=== 연습 입력 자료 ===

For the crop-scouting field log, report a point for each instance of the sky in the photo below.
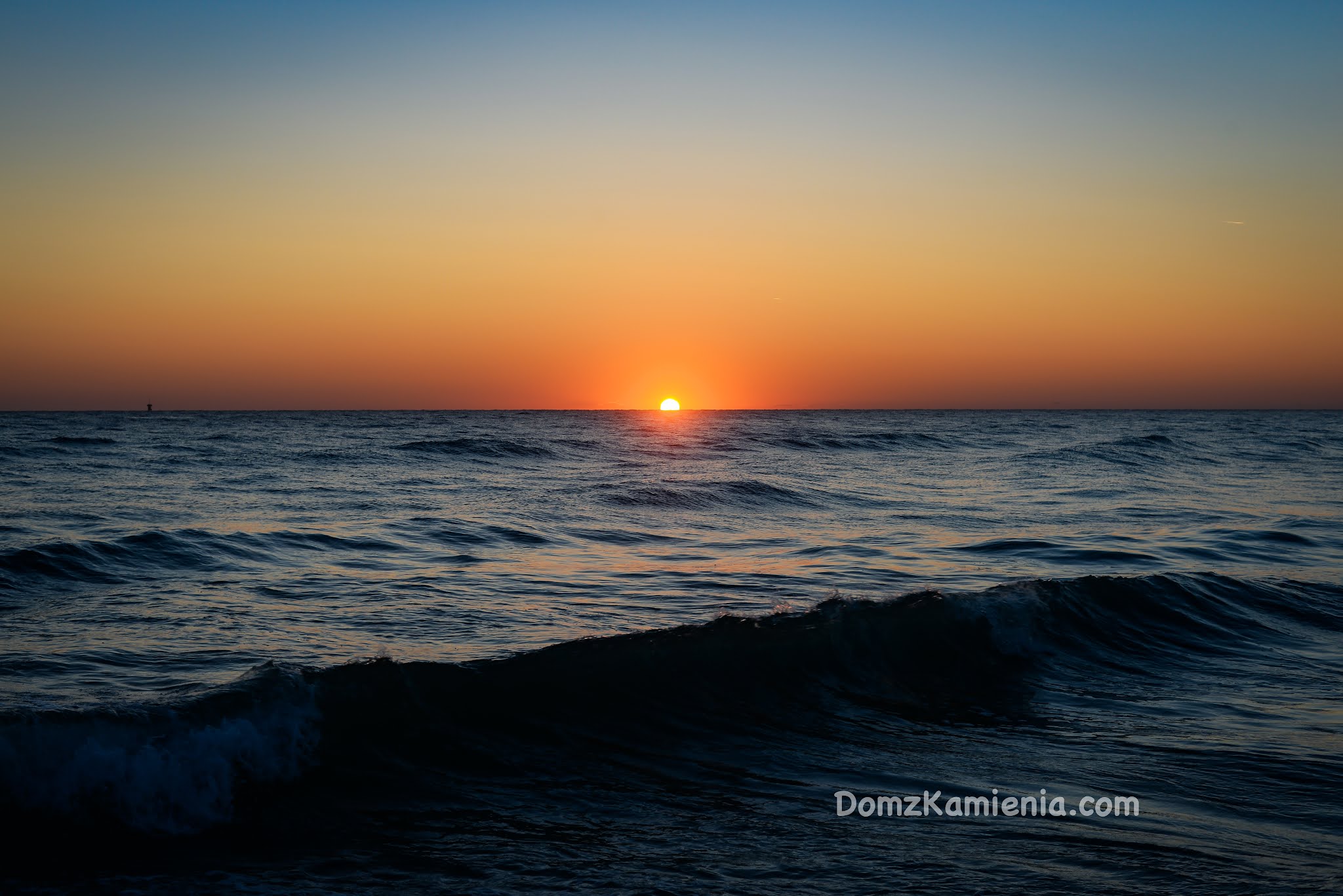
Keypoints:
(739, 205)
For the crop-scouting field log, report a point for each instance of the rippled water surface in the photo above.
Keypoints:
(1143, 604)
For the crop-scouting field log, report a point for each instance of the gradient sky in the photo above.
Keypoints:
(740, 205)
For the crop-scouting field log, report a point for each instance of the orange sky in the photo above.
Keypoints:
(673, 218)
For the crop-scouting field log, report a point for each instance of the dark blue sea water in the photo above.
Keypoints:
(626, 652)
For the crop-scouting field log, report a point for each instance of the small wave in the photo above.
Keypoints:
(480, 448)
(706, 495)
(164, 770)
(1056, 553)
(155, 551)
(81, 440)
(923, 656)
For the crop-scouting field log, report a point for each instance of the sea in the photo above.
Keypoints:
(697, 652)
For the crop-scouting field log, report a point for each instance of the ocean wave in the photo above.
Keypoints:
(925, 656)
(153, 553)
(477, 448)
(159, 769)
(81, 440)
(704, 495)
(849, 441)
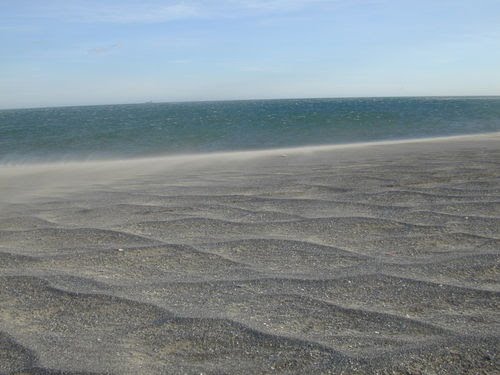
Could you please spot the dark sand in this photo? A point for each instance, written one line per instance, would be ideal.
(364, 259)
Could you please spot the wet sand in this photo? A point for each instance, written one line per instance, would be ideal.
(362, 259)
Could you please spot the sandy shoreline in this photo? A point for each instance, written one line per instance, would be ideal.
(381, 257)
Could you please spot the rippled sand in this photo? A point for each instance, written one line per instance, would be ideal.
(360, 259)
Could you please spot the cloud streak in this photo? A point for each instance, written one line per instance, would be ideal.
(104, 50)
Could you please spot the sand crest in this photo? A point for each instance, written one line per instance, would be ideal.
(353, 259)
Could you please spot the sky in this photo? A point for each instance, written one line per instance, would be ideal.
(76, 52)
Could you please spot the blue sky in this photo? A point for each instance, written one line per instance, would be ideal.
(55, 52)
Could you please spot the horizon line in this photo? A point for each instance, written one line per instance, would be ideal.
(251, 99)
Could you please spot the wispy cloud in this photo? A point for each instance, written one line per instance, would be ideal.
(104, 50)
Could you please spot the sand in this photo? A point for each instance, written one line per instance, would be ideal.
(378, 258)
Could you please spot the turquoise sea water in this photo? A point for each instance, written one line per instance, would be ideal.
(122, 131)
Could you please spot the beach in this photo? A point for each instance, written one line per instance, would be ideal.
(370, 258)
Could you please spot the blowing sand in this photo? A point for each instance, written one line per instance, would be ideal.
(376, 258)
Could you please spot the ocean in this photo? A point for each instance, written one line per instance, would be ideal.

===

과제 목표 -> "Could you please spot the wispy"이 포함된 줄에서 시작하여 기록의 마지막 줄에서 끝나는 구간을 그대로 출력하시오.

과제 수행 결과 ->
Could you please spot the wispy cloud in this photo? A point for each instance, written one line per instance, would be ideal.
(104, 50)
Could you please spot the sand in this photo? A point for each instance, written one line per instance, would be ideal.
(378, 258)
Could you please spot the turquoise sea water in this photo? A point for each instance, written one line per instance, would be ideal.
(122, 131)
Could you please spot the beach in this photo? A point for each instance, written one line per instance, would be ideal.
(370, 258)
Could you please spot the blowing sand in this photo? A point for each instance, written one line per instance, would be ideal.
(376, 258)
Could you please spot the ocean in this photo? A point for each instance, written one line per instance, would be ideal.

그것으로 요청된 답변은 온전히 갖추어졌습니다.